***** Fragmento del texto *****

El colapso de la dinastía de los al Asad, que había dirigido Siria desde 1971, suponía el fin de una guerra que había convertido el territorio en un agujero negro de los derechos fundamentales

Fue entonces cuando miles de sirios que confiaban en encontrar a sus seres queridos se desplazaron a cárceles como la de Sednaya, que Amnistía Internacional describió como un “matadero humano”. “Se lo llevaron cuando era un niño de 14 años”, decía el 10 de diciembre Ahmed Burkani a las puertas del centro, donde buscaba a su hermano. “Seguimos sin saber si está en Sednaya, si está vivo o si fue asesinado”, declaraba a este diario en aquel momento.

El colapso de la dinastía de los al Asad, que había dirigido Siria desde 1971, suponía el fin de una guerra que había convertido el territorio en un agujero negro de los derechos fundamentales. La Red Siria de Derechos Humanos (SNHR, por su siglas en inglés) asegura que el régimen de al Asad estuvo detrás del 90% de las más de 170.000 personas que desaparecieron de manera forzosa en el país desde el inicio de la guerra. Según la organización, se trata de una política “para aterrorizar y castigar colectivamente a la sociedad”, apuntando a “disidentes y a civiles de distintas regiones y afiliaciones”.

Los sirios no solo desaparecieron. El Observatorio Sirio de Derechos Humanos, que acumula datos de distintas fuentes, registraba un total de 617.910 muertos a falta de nueve meses para el fin del conflicto. SNHR, que distingue entre civiles y combatientes, cuenta al menos 234.805 víctimas desvinculadas de la lucha armada.

Los crímenes cometidos sugieren una sensación de impunidad e invencibilidad entre el anterior Gobierno, pero la transición ha dejado muestras de los esfuerzos por esconder a quienes morían entre rejas. Una investigación de Reuters reveló en octubre de este año que las autoridades trasladaron durante años miles de cuerpos desde una fosa común cercana a Damasco, descubierta por activistas durante la guerra, a un desierto en el sur de Siria. Allí, cavaron 34 cicatrices en la tierra de un total de dos kilómetros de longitud. Las fuentes de Reuters sugieren que descargaron decenas de miles de cuerpos en el lugar.

Una transición con el deber de reconstruir el país

La huida de al Asad en un Mercedes blindado desde el Palacio Presidencial hasta la base militar donde despegó desde el litoral sirio hacia Rusia se produjo mientras los nuevos gobernantes se apresuraban a llegar a Damasco. Lo hacían desde Idlib, un territorio al noroeste de Siria que durante años había sido un bastión libre de la dinastía de los al Asad. Allí, Hayat Tahrir al Sham había encabezado un Gobierno de la Salvación con el apoyo de combatientes islamistas extranjeros. Los pesos pesados de la milicia, como Ahmed al Shara, pilotan desde entonces la transición en todo el país, un territorio con distintas comunidades.

***** Datos *****

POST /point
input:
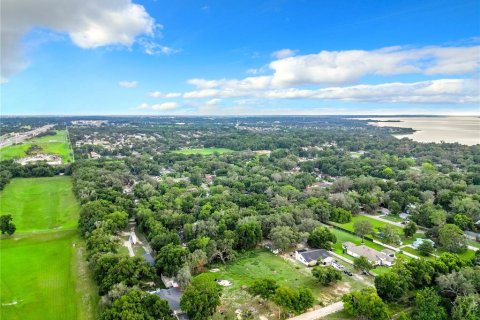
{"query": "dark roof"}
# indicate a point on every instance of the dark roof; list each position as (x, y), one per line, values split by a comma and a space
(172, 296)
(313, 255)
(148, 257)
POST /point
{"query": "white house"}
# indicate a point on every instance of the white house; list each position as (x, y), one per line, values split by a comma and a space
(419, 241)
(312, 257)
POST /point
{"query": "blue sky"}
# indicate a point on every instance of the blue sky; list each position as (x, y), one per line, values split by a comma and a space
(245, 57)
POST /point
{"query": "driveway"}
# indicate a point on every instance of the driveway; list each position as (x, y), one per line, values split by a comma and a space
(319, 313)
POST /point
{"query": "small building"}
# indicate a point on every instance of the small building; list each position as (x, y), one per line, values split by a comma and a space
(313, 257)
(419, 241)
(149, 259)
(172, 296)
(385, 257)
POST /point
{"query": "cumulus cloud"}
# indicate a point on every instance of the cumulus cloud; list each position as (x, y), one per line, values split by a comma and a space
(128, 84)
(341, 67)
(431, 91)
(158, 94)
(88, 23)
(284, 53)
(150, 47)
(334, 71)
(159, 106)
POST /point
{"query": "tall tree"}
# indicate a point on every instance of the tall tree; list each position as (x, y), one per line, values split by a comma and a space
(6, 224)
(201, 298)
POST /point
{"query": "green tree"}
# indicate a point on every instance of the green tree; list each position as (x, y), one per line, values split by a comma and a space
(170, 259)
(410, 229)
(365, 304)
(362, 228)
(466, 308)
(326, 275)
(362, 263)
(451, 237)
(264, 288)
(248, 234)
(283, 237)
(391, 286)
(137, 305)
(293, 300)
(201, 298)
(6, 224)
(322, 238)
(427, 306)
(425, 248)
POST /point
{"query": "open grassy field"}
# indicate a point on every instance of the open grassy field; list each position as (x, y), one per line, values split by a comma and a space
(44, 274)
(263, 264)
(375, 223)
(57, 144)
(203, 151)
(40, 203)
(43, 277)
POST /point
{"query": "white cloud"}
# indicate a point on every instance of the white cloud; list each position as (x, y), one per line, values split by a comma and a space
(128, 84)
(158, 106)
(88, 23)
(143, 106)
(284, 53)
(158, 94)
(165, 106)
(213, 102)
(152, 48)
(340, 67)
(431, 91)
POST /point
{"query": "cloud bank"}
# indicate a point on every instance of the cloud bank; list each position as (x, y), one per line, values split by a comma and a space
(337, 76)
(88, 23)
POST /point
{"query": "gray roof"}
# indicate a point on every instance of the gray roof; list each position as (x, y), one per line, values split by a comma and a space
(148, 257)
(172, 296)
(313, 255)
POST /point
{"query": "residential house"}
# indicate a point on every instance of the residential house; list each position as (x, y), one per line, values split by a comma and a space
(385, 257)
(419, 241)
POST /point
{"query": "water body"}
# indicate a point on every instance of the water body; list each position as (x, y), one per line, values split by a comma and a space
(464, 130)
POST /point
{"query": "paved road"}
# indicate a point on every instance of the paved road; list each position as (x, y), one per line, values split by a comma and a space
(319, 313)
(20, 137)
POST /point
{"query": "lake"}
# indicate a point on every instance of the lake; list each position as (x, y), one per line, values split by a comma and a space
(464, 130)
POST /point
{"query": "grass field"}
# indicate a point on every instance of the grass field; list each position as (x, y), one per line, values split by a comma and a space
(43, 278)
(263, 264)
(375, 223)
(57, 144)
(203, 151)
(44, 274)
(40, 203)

*****
***** Datos *****

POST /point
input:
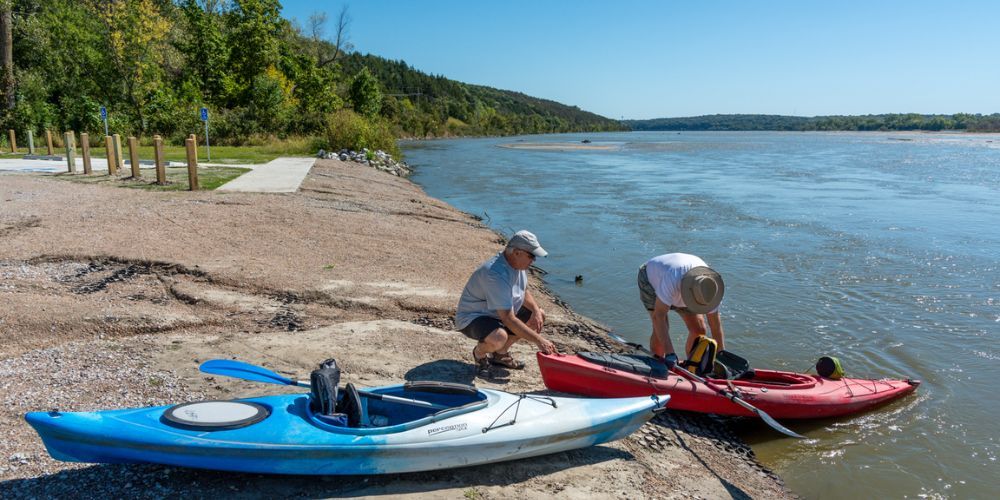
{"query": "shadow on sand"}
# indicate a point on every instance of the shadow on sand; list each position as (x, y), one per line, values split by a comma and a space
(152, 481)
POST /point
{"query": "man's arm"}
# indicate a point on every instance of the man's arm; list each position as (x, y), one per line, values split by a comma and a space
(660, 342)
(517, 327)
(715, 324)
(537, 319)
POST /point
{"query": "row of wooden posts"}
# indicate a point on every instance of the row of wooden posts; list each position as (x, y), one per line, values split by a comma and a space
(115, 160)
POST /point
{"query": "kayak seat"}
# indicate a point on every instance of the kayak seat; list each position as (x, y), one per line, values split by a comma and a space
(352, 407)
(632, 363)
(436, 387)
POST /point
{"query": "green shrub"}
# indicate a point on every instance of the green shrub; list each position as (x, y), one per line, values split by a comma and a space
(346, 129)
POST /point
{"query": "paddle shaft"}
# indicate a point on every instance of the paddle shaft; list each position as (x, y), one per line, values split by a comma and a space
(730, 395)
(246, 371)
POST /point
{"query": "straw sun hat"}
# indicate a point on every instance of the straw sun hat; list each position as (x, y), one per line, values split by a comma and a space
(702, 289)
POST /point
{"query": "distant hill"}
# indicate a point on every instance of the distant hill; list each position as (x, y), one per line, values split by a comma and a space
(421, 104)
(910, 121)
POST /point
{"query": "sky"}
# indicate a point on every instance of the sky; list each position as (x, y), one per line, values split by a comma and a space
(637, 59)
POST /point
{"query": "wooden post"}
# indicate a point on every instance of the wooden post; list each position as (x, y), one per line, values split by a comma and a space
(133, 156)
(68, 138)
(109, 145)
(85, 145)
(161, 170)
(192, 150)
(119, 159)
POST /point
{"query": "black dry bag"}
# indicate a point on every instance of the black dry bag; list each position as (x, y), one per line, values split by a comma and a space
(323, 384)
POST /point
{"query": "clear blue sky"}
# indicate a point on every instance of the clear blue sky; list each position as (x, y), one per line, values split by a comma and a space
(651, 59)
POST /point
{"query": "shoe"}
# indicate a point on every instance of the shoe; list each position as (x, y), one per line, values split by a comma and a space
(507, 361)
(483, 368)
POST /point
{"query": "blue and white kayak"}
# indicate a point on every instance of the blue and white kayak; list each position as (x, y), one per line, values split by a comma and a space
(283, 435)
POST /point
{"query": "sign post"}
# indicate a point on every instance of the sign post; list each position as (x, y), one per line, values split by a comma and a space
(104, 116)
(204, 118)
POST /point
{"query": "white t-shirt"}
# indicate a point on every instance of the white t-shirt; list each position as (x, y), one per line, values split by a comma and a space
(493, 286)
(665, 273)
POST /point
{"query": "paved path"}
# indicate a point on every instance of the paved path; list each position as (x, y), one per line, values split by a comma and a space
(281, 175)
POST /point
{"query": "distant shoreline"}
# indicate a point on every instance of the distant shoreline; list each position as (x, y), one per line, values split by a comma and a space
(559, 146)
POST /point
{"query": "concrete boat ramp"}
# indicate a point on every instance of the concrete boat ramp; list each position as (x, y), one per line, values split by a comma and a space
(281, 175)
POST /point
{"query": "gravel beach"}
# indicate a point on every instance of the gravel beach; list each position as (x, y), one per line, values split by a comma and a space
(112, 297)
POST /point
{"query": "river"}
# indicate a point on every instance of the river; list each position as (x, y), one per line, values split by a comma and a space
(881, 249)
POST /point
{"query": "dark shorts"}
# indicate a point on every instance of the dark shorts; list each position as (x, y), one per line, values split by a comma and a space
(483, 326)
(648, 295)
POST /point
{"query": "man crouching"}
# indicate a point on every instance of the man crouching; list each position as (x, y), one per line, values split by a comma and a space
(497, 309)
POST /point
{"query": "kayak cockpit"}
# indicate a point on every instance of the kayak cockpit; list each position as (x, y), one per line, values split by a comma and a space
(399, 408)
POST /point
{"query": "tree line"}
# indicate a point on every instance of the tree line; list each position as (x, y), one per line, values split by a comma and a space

*****

**Tareas y ejercicios**
a. Indica si cada afirmación concuerda con el texto sobre Siria y justifica cada respuesta con las palabras exactas que lo deciden: (i) la dinastía de los al Asad gobernaba Siria desde 1971; (ii) el Observatorio Sirio de Derechos Humanos distingue entre civiles y combatientes; (iii) según Reuters, los cuerpos fueron llevados a un desierto en el norte de Siria.
b. Transcribe sin cambios un fragmento del texto sobre Siria. Comienza en las palabras que contienen "La huida de" y termina después de "con distintas comunidades.".
c. Según el texto sobre Siria, ¿en qué vehículo salió al Asad del Palacio Presidencial?
Los ítems provienen de una fuente distinta.

**Resultados**
a.
(i) Sí: "que había dirigido Siria desde 1971".
(ii) No: "SNHR, que distingue entre civiles y combatientes".
(iii) No: "a un desierto en el sur de Siria".

b.
La huida de al Asad en un Mercedes blindado desde el Palacio Presidencial hasta la base militar donde despegó desde el litoral sirio hacia Rusia se produjo mientras los nuevos gobernantes se apresuraban a llegar a Damasco. Lo hacían desde Idlib, un territorio al noroeste de Siria que durante años había sido un bastión libre de la dinastía de los al Asad. Allí, Hayat Tahrir al Sham había encabezado un Gobierno de la Salvación con el apoyo de combatientes islamistas extranjeros. Los pesos pesados de la milicia, como Ahmed al Shara, pilotan desde entonces la transición en todo el país, un territorio con distintas comunidades.

c. Salió en un Mercedes blindado.